Tasks and exercises:
[A] List every question the interview about Syrian refugees puts to the Middle East Response Director.
[B] Pick up the interview about Syrian refugees after its last sentence and keep it going.

Article:
★ ★ ★
As winter sets in, concern grows for the people of Syria and those who’ve fled to neighbouring countries.
Tearfund is working with these refugees and we plan to continue and expand our work.
Our News Editor, Andrew Horton, spoke to Kieren Barnes, Middle East Response Director, to find out how we’ve got here, what’s happening and what we can do:
What’s it like to be a Syrian living in Syria today?
For many Syrians today things are getting worse. War continues and the shelling in cities and towns has not stopped – in some places it has intensified.
We recently heard from people living in Aleppo that the economic situation is deteriorating even more, which is hard to imagine. Food and basic needs continue to be a daily struggle and after six years of war this is taking its toll, both physically and mentally.
How has Tearfund been responding to the crisis?
Our main focus has been on the large number of refugees who‘ve fled the conflict. For five years now we’ve been providing food and basic needs to desperate people who have left almost everything behind. In the cold winter months we have provided blankets and kits to help the families cope with the cold, as they live in tarpaulin shelters.
Our partners have helped provide trauma care for women as they discuss in groups what they have experienced, helping them process and move forward. We have also been pioneering men’s groups where training and fitness is mixed in with discussion and trauma care. The men come from different religions and backgrounds, but they open up and share their experiences – being in a mixed group can really help with the healing process.
Where have the Syrian people fled to, and how have those countries coped?
Lebanon and Jordan have both taken in huge numbers of refugees from Syria. They have opened their doors and been willing to carry this burden. Tearfund has been standing with them to help them cope with the influx over the last few years. We continue to work with partners on the ground, providing the basic needs as well as the trauma care support I previously mentioned.
★ ★ ★
Supplied information:
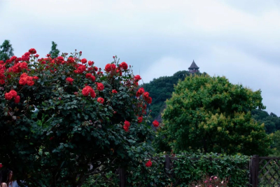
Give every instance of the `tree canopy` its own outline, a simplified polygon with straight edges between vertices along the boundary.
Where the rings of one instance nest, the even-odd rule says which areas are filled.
★ ★ ★
Exercise responses:
[A]
1. What's it like to be a Syrian living in Syria today?
2. How has Tearfund been responding to the crisis?
3. Where have the Syrian people fled to, and how have those countries coped?

[B]
Some of the bigger challenges have been centred around education. In Lebanon there are over half a million refugee children. The pressures on the school system are immense and unfortunately many children will go without formal education for a number of years. In recent years Tearfund has been working on some protection projects in the schools to support children who have experienced trauma or who might still be at risk in vulnerable homes.
We are also working with a peacebuilding partner that focuses on school children, particularly teenagers. When you have a large number of refugees and limited resources tensions can rise. We are working with teenagers to build peace for the next generation, helping them cope with frustrations, hatred and anger. We are working with them, helping them to appreciate their differences and appreciate one another.
We know it will take a while for the situation in Syria to resolve so we continue to provide for the basic emergency needs, as well as offer trauma care and protection projects. We look to the future and the future generations to build peace in communities.
When we see stories and images from Syria on the news it’s often heartbreaking and seems a hopeless situation. Is this the reality?
Unfortunately Syria continues to experience a brutal conflict which is causing huge devastation to communities, both in people's lives but also to the infrastructure.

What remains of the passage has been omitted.